### Aim of the task
Copy out the section on polynomials in full, word for word and with every formula unchanged.

### Document excerpt
.....
$\newcommand{\ul}[1]{\underline{#1}}$

This section is aimed at students in upper secondary education in the Danish school system, some objects will be simplified some details will be omitted.

Polynomials

A polynomial is probably the class of functions that has the most interesting growth pattern so far.

Laurent Polynomials

The most generalized version of a polynomial in the current setting is the so-called Laurent polynomial. It is defined as the sum of power functions with integer exponents, i.e. $$p(x)=\sum_{k\in\mathbb{Z}}a_kx^k$$ where $a_k\in\mathbb{C}$ are the coefficients.
.....
(Items from a data source)
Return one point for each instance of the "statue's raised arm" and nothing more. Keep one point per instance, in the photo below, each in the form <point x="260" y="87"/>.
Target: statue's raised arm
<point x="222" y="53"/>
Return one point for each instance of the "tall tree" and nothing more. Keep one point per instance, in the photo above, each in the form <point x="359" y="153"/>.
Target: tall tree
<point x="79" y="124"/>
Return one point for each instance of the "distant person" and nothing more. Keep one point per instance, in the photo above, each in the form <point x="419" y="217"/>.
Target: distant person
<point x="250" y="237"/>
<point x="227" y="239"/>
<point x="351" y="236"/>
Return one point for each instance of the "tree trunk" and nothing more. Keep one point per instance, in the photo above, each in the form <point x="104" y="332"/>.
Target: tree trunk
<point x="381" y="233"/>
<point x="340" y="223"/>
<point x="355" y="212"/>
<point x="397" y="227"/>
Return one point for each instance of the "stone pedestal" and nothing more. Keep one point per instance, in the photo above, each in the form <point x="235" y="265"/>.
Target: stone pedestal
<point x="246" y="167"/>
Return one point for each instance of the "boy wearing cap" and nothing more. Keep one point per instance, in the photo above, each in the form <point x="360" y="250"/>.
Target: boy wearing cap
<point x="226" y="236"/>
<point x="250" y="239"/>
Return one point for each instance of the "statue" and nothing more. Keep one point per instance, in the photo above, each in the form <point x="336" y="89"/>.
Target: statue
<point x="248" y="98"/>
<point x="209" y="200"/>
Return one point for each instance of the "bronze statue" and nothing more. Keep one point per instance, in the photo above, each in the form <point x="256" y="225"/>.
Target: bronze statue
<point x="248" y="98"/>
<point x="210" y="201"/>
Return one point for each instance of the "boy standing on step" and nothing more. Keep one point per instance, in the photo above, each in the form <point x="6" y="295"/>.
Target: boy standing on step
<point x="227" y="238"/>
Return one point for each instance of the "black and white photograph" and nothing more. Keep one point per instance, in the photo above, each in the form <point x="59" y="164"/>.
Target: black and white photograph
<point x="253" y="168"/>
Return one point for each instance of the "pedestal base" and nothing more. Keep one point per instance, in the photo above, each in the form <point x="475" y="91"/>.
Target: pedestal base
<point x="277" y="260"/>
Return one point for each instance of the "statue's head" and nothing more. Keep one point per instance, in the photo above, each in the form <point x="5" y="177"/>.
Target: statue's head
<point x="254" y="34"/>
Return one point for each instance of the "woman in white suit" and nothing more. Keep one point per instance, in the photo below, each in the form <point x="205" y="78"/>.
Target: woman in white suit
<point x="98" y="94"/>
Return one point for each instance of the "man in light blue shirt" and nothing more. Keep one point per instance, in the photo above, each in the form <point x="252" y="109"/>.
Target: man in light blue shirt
.....
### Written response
$\newcommand{\ul}[1]{\underline{#1}}$

This section is aimed at students in upper secondary education in the Danish school system, some objects will be simplified some details will be omitted.

Polynomials

A polynomial is probably the class of functions that has the most interesting growth pattern so far.

Laurent Polynomials

The most generalized version of a polynomial in the current setting is the so-called Laurent polynomial. It is defined as the sum of power functions with integer exponents, i.e. $$p(x)=\sum_{k\in\mathbb{Z}}a_kx^k$$ where $a_k\in\mathbb{C}$ are the coefficients.